*** Opening of Provided data ***

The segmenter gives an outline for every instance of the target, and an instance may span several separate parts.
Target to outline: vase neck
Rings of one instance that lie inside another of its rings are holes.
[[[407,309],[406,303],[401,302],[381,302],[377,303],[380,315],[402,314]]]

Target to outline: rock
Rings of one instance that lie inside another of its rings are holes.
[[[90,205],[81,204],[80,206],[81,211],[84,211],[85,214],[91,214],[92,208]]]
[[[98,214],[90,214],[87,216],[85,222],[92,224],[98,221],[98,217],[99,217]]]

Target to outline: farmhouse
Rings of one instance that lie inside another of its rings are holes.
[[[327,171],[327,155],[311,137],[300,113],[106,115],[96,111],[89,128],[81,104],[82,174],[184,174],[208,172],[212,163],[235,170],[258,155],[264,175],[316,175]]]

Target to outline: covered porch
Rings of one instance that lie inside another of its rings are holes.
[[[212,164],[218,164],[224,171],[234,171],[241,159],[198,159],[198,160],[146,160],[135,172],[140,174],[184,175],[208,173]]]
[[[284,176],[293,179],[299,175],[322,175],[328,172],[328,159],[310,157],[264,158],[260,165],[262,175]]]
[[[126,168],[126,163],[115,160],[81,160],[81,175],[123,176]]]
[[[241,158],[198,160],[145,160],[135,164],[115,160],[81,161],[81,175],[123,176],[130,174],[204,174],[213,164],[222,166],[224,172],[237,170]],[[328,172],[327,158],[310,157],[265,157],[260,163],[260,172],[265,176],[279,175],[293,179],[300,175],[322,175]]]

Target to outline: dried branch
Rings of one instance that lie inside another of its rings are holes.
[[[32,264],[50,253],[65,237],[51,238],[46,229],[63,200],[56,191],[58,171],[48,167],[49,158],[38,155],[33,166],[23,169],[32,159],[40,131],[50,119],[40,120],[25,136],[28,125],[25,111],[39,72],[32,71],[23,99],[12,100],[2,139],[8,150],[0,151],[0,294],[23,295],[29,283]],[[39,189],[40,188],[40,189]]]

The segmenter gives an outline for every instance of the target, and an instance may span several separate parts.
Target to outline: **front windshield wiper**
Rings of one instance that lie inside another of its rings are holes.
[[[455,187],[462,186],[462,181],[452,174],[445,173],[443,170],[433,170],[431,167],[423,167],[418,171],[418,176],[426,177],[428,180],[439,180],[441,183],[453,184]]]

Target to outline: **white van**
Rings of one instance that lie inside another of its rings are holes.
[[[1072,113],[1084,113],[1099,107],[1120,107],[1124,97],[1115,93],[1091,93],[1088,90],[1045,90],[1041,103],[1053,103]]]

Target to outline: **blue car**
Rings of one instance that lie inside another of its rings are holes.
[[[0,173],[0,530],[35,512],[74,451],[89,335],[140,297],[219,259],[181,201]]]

*** Close of Provided data ***
*** Opening of Provided data ***

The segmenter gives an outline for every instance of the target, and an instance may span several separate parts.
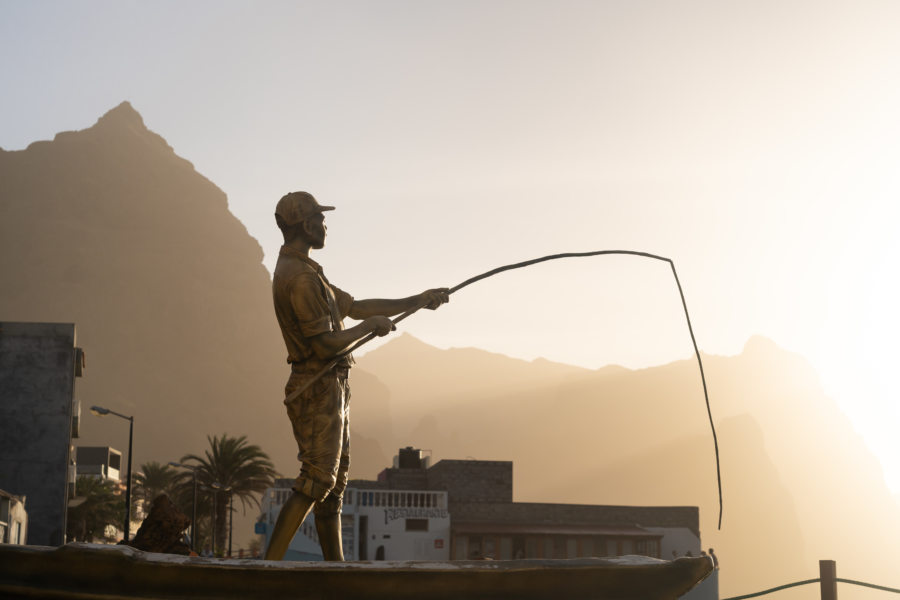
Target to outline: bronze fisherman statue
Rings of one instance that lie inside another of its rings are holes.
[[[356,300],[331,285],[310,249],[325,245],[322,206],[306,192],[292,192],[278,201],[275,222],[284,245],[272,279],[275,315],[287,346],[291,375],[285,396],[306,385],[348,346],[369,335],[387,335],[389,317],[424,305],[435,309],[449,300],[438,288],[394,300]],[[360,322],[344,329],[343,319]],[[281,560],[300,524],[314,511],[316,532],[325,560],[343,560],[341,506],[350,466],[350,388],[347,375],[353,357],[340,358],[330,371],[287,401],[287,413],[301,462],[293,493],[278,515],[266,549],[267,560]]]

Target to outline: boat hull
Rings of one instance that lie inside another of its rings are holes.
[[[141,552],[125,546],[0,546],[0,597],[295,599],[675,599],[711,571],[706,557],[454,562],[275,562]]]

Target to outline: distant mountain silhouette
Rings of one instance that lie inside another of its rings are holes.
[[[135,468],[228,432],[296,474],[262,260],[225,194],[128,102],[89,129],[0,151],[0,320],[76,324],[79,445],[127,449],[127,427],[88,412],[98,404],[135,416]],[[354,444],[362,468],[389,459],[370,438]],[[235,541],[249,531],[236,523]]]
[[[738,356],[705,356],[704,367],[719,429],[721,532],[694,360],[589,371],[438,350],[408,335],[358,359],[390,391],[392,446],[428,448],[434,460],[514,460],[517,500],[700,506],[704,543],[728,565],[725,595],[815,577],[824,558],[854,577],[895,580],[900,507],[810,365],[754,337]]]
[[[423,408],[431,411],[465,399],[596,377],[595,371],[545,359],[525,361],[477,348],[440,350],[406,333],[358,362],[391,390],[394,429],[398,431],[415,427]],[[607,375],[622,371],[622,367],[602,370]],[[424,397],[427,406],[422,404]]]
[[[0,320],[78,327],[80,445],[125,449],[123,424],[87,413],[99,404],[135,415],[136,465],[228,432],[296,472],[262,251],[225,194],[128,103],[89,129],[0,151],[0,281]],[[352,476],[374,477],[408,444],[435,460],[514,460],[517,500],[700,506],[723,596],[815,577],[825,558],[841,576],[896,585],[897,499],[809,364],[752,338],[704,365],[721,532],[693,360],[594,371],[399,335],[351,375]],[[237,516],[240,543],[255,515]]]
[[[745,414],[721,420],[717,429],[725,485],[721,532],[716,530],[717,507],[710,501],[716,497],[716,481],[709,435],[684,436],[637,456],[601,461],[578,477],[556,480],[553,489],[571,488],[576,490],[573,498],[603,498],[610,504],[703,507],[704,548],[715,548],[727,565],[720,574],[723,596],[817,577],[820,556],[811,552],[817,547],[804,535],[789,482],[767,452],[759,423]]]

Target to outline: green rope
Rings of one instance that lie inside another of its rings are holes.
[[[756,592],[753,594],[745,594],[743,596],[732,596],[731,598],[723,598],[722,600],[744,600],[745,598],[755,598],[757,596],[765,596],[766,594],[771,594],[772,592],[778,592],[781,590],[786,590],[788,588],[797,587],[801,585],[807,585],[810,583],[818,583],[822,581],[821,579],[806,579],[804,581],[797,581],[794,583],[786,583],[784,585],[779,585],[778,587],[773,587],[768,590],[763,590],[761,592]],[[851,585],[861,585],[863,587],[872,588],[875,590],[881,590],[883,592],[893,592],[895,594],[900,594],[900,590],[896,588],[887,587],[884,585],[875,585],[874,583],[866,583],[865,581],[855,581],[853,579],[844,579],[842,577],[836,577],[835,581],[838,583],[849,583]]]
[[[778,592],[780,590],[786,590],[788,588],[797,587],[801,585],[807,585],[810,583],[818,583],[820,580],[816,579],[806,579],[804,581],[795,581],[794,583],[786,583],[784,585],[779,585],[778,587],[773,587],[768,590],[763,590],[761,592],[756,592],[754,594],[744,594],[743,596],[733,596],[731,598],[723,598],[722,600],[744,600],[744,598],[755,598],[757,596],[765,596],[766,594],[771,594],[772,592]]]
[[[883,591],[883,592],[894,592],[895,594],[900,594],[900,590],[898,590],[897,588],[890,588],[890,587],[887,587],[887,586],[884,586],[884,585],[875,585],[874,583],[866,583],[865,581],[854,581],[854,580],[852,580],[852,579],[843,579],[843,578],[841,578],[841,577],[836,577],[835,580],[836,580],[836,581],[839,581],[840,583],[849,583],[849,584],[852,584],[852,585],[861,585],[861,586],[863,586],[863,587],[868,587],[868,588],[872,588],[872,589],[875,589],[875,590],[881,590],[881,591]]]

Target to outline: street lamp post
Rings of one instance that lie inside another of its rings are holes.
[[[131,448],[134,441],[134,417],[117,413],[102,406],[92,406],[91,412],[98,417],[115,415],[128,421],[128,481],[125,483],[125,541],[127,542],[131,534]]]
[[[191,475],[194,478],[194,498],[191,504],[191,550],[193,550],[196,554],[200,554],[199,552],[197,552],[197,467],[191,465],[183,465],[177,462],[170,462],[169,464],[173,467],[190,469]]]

*** Close of Provided data ***
*** Opening of Provided data ***

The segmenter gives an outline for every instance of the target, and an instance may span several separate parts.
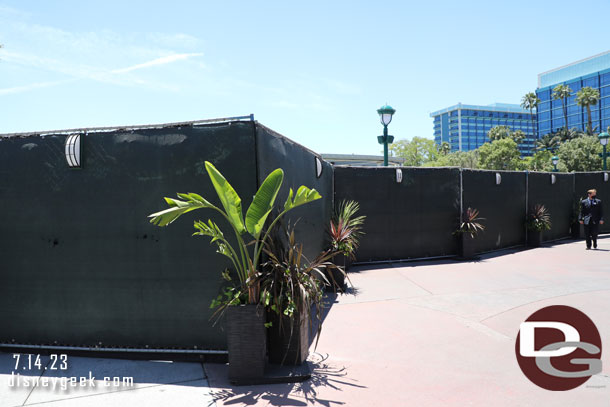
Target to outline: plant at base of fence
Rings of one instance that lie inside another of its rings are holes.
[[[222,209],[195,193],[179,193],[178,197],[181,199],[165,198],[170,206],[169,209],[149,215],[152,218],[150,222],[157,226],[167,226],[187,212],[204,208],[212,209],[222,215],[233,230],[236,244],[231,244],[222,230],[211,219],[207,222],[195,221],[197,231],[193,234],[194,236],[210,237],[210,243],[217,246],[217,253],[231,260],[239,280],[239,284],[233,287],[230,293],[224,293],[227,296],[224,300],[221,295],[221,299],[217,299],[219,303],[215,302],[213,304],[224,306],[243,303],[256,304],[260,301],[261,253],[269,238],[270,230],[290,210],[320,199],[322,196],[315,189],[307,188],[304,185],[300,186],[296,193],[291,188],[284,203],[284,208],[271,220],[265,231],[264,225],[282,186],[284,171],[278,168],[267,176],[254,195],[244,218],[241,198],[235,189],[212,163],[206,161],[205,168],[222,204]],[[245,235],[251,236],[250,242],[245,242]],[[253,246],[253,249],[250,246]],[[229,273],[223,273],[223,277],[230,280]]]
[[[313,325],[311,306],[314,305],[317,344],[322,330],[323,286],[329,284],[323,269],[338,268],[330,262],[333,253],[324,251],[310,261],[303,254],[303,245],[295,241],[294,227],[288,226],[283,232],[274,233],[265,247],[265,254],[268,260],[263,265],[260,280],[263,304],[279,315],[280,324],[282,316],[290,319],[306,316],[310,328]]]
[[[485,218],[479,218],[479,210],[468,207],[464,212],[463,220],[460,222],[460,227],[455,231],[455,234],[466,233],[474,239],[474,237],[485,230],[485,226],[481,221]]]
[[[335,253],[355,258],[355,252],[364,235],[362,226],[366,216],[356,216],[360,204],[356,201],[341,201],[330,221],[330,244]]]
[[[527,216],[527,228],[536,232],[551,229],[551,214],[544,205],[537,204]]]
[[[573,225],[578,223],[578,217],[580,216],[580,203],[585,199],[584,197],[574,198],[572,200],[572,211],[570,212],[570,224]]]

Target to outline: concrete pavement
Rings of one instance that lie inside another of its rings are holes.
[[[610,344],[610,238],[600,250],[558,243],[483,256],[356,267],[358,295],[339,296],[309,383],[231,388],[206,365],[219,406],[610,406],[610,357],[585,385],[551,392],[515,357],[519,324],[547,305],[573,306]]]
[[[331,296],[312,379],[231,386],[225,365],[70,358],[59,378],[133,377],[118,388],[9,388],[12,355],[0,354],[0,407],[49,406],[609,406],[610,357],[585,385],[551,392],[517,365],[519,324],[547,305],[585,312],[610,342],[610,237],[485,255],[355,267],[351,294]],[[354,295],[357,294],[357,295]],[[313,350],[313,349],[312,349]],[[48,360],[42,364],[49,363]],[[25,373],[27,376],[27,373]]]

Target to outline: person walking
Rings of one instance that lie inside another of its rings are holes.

*** Close of Provided data ***

▶ Work task: Each line in the listing above from the one containing "Target to outline: rock" through the one containing "Target to outline: covered porch" should be repeated exactly, and no other line.

▶ Answer to this problem:
Target to outline: rock
Rings of one instance that lie inside another of its rings are holes.
[[[90,205],[81,204],[80,206],[81,211],[84,211],[85,214],[91,214],[92,208]]]
[[[98,214],[90,214],[87,216],[85,222],[92,224],[98,221],[98,217],[99,217]]]

Target to outline: farmhouse
Rings of one instance that lie inside another of its rings are holes.
[[[327,171],[327,155],[311,137],[300,113],[106,115],[96,111],[89,128],[81,104],[82,174],[184,174],[208,172],[212,163],[235,170],[258,155],[264,175],[316,175]]]

Target to outline: covered porch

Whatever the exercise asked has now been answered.